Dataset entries
Segment Open
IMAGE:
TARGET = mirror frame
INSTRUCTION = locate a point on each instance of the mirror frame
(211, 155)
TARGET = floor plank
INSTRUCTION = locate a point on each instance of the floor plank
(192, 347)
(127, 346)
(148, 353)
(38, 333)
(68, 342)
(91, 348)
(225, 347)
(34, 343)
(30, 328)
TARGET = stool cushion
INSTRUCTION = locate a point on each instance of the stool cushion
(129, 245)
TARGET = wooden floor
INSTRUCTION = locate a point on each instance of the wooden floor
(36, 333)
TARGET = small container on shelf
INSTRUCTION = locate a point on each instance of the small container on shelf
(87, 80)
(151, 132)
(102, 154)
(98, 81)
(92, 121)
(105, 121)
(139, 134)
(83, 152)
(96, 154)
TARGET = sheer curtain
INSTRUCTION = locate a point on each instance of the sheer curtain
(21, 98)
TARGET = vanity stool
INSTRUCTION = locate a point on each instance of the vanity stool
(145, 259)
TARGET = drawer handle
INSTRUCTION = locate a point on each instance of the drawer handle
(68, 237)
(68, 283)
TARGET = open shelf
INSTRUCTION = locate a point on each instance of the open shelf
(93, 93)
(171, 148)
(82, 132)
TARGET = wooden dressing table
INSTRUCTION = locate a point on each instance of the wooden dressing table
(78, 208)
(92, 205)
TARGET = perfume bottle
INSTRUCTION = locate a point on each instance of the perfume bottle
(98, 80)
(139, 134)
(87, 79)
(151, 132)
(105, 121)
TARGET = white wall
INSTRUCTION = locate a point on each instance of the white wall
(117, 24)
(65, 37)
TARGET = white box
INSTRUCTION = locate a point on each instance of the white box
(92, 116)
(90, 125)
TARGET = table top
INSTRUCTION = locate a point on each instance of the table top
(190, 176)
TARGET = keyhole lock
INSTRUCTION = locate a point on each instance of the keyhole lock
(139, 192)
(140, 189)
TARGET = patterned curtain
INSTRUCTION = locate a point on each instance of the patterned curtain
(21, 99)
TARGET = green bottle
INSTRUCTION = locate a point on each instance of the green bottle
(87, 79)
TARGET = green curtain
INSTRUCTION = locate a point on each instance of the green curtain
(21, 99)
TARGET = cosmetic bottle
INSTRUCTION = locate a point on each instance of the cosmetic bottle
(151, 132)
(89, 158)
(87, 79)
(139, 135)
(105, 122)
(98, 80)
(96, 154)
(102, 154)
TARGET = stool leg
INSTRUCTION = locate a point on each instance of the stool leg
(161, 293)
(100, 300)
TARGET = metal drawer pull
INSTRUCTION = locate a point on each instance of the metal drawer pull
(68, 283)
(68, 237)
Segment Closed
» Your goal:
What is needed here is an exact transcription of the records above.

» Task answer:
IMAGE:
TARGET = mirror frame
INSTRUCTION = locate a point on each instance of the mirror frame
(211, 155)
TARGET = floor plank
INSTRUCTION = locate a point on each instance of the floor plank
(192, 347)
(127, 346)
(148, 353)
(38, 333)
(68, 342)
(91, 348)
(225, 347)
(34, 343)
(30, 328)
TARGET = stool cushion
INSTRUCTION = locate a point on each instance of the stool cushion
(129, 245)
TARGET = wooden floor
INSTRUCTION = locate a point on each instance of the wooden floor
(36, 333)
TARGET = small container on shelf
INSTRUCTION = locate a point on each instance of the small container on shelf
(87, 80)
(151, 132)
(102, 154)
(98, 81)
(92, 121)
(105, 121)
(139, 134)
(83, 152)
(96, 154)
TARGET = sheer curtain
INSTRUCTION = locate a point on each instance of the sheer curtain
(21, 98)
TARGET = vanity stool
INSTRUCTION = locate a point on each instance of the vanity stool
(145, 259)
TARGET = drawer handle
INSTRUCTION = locate a point on each instance of the drawer handle
(68, 237)
(68, 283)
TARGET = open shelf
INSTRUCTION = locate a point on each instance of the open shelf
(93, 93)
(171, 148)
(82, 132)
TARGET = wooden dressing table
INSTRUCTION = locate a point on each instance of the wooden dressing table
(78, 208)
(92, 205)
TARGET = perfume bottle
INSTRUCTION = locate a point on each instance of the perfume bottle
(98, 80)
(139, 134)
(87, 79)
(151, 132)
(105, 121)
TARGET = white wall
INSTRUCTION = locate a point on each instance of the white wall
(117, 24)
(65, 37)
TARGET = white box
INSTRUCTION = locate a point on each instance of the white box
(92, 116)
(90, 125)
TARGET = table top
INSTRUCTION = locate a point on each instance of the table top
(190, 176)
TARGET = keyhole lock
INSTRUCTION = locate a point on each instance of the keyhole lock
(139, 192)
(140, 189)
TARGET = patterned curtain
INSTRUCTION = locate a point on each instance of the patterned curtain
(21, 99)
TARGET = green bottle
INSTRUCTION = locate a point on each instance of the green bottle
(87, 79)
TARGET = green curtain
INSTRUCTION = locate a point on each instance of the green curtain
(21, 99)
TARGET = cosmetic bottle
INSTRUCTION = locate a point on each instance of the cosmetic bottle
(151, 132)
(89, 158)
(87, 79)
(139, 135)
(105, 122)
(98, 80)
(96, 154)
(102, 154)
TARGET = stool leg
INSTRUCTION = locate a point on each instance of the stool leg
(161, 293)
(100, 300)
TARGET = metal drawer pull
INSTRUCTION = locate a point on each instance of the metal drawer pull
(68, 283)
(68, 237)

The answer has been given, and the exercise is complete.